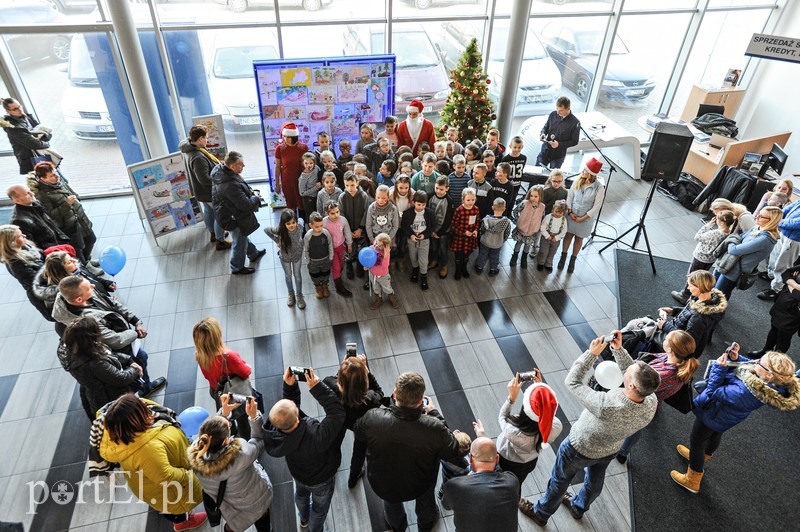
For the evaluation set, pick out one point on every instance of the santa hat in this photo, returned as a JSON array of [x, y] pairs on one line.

* * *

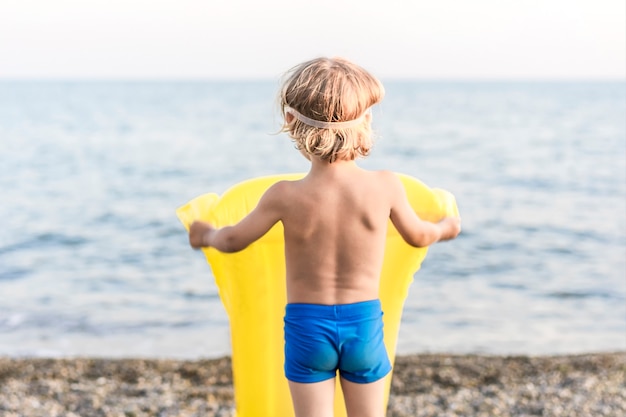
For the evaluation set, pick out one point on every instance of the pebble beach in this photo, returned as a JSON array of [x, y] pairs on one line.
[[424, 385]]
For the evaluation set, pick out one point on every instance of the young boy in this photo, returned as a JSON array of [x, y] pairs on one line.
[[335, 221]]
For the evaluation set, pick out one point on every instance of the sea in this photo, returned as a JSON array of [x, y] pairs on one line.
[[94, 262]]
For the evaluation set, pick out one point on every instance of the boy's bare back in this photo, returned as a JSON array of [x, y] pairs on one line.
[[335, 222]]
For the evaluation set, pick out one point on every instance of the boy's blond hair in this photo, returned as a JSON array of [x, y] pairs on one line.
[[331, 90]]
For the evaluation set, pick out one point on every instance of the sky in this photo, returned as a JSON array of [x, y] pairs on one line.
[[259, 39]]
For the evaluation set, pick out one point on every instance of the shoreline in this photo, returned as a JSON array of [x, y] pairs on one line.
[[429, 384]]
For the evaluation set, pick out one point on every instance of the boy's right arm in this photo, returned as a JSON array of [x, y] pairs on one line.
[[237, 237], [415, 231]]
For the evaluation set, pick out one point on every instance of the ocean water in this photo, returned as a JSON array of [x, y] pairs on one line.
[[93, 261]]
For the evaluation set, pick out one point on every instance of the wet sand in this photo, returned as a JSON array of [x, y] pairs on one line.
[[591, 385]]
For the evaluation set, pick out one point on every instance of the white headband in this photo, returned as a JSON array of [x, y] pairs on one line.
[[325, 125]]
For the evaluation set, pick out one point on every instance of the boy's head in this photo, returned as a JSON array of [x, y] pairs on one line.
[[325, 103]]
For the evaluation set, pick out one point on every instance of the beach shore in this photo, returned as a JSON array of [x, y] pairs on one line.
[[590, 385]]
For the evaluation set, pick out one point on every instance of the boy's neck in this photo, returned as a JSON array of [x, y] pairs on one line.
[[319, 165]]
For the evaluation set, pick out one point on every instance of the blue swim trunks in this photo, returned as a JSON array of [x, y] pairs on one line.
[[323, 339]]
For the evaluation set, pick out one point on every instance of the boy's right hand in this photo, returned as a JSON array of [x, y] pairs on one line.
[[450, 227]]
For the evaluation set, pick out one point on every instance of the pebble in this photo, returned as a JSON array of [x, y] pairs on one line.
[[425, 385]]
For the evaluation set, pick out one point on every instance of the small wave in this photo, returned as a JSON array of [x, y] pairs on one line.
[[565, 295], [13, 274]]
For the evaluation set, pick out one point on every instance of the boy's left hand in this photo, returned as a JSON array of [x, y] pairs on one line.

* _WORK INSTRUCTIONS_: Update the stretch of the material from the line containing "of the blue" through the line containing "[[450, 227]]", replacing "swim trunks" with "board shorts" and changing nothing else. Give only those lines.

* _SOLUTION_:
For the evaluation set, pick out one point on every instance of the blue board shorts in this photo, returned as a JSON array of [x, y] pairs on one line.
[[323, 339]]
For the evaluation set, pick out one point on every instance of the boy's right hand in this photo, returned as a JSON array of [x, y] pairs on one line.
[[450, 227]]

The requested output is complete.